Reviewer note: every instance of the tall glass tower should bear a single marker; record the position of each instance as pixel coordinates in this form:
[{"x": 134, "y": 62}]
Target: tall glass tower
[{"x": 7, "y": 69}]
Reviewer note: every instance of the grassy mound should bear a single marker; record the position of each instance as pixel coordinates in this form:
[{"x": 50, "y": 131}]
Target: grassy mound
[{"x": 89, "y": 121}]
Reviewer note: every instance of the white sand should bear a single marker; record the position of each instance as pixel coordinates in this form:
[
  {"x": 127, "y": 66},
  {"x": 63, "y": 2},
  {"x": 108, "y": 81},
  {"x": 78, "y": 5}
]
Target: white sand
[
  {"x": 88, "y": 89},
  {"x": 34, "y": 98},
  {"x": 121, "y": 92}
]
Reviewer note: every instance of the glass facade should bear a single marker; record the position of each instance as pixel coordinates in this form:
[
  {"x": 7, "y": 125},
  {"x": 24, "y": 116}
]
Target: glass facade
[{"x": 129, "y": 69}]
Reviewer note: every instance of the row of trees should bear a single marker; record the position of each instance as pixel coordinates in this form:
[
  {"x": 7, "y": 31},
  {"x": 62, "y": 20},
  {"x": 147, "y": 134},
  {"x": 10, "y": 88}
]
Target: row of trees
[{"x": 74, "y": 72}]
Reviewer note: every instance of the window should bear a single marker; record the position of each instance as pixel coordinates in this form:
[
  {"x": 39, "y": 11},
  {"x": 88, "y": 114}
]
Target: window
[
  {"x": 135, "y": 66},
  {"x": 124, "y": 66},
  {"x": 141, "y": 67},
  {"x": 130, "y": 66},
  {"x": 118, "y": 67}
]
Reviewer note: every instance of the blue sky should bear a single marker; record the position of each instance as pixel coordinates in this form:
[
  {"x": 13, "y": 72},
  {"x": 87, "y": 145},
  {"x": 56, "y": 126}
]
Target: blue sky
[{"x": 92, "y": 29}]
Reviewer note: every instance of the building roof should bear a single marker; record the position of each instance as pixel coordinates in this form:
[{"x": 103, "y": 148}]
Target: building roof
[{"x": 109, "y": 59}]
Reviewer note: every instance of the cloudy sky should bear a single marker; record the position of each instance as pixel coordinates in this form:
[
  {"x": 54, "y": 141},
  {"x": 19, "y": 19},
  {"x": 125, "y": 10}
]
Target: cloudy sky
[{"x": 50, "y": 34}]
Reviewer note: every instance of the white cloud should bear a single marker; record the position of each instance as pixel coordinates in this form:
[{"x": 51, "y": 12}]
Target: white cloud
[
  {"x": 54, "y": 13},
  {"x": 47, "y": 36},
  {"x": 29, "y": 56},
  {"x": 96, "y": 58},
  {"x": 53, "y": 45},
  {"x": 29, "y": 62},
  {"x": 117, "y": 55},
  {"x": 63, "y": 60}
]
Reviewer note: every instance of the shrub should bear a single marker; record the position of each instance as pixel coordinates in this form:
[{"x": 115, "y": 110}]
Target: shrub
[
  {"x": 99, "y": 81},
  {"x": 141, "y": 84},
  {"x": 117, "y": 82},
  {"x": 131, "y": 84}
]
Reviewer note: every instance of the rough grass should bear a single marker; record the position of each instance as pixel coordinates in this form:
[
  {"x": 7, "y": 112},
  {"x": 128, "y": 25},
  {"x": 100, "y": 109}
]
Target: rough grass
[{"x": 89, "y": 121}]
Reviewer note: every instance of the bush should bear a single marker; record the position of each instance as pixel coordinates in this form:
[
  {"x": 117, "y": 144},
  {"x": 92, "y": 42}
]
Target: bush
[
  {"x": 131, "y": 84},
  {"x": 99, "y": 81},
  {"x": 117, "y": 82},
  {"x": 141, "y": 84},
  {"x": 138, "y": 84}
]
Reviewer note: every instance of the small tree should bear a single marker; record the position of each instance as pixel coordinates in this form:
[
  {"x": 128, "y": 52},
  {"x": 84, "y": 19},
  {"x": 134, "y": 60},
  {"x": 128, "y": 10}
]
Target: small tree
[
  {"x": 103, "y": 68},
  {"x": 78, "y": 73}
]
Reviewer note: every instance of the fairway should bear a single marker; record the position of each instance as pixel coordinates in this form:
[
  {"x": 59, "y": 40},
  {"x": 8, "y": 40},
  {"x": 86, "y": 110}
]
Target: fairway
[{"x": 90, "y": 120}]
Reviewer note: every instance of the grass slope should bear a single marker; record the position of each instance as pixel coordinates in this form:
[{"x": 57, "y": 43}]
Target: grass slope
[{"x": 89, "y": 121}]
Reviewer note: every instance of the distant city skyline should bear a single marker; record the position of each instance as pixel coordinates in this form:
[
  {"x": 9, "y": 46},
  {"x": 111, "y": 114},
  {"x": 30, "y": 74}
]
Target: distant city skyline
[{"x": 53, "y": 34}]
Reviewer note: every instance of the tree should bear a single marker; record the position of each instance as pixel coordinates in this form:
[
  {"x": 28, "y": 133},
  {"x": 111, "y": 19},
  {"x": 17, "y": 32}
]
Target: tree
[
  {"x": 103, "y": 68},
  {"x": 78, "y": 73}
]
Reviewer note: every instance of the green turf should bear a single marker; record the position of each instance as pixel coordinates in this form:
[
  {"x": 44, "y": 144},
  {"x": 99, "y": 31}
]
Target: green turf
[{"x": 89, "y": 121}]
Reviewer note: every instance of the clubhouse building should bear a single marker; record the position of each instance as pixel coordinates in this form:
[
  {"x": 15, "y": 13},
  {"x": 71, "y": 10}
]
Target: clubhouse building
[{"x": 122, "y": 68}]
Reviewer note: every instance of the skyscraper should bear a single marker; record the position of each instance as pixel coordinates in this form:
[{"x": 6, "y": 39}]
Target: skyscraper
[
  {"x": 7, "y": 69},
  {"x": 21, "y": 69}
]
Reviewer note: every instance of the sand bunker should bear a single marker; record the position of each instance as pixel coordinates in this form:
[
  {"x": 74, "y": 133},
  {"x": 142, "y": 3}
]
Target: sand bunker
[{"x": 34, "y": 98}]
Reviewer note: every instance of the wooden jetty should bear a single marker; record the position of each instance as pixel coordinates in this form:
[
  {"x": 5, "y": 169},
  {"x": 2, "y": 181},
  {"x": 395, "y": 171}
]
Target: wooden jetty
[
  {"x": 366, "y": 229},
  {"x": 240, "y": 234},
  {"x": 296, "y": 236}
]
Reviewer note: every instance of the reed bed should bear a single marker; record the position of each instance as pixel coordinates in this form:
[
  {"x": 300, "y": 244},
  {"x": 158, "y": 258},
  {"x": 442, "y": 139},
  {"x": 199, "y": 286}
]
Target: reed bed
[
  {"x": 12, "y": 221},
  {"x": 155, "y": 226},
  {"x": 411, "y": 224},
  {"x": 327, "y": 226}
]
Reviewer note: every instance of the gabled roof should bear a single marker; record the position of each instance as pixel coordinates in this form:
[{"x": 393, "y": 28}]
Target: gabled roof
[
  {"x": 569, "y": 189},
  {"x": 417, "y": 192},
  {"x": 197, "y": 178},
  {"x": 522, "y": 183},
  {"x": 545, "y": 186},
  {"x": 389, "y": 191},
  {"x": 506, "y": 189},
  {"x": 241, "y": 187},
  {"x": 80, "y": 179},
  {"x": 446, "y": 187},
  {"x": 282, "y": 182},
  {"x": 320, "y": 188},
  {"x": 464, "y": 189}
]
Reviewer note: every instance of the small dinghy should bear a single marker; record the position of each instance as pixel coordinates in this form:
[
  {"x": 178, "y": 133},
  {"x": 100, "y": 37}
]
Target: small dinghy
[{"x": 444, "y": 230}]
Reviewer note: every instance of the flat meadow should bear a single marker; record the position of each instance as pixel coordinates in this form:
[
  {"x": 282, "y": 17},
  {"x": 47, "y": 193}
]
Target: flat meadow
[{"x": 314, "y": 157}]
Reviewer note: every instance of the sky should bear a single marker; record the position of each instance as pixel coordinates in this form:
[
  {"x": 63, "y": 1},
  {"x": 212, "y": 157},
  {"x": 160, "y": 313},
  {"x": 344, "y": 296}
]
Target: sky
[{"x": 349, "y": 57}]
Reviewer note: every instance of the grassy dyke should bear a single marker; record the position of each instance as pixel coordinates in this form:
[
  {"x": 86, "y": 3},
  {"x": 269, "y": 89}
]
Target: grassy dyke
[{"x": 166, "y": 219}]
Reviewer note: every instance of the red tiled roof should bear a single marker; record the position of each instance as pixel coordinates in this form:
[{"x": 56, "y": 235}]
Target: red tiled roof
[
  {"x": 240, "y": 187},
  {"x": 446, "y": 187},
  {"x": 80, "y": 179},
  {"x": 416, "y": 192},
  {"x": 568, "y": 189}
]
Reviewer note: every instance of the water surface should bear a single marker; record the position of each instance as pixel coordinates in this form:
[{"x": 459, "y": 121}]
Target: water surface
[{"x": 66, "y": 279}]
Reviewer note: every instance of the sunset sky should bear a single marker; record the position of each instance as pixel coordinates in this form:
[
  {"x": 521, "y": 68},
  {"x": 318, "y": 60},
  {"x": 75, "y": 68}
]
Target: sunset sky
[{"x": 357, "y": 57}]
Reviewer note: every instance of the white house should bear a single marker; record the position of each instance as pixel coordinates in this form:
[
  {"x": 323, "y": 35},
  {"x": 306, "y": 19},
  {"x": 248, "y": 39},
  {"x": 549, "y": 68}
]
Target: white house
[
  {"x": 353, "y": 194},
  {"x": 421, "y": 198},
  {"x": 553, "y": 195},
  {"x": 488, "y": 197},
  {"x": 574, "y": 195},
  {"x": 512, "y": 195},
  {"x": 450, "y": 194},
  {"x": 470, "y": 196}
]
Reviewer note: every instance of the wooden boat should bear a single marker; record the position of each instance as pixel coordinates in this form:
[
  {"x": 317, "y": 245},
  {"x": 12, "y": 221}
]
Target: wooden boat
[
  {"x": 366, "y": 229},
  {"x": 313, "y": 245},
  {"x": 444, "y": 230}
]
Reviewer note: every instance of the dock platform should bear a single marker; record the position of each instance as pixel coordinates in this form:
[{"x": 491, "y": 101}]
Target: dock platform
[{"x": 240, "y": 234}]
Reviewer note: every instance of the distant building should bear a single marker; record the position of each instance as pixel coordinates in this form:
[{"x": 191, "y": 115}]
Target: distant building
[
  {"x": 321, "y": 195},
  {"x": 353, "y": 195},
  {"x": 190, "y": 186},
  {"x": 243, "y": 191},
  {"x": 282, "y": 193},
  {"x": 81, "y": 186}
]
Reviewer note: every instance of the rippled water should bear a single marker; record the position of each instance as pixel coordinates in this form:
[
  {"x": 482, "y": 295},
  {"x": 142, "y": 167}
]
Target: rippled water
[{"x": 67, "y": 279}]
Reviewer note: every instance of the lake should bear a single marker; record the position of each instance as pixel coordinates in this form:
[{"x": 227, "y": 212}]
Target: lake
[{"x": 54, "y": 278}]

## Problem
Copy out the lines of the listing word for word, from the line containing "Reviewer note: every instance of the lake" through the end of the listing.

## Reply to the task
Reviewer note: every instance of the lake should bear a single marker; record the position of each instance as pixel coordinates in this form:
[{"x": 227, "y": 212}]
Target: lake
[{"x": 54, "y": 278}]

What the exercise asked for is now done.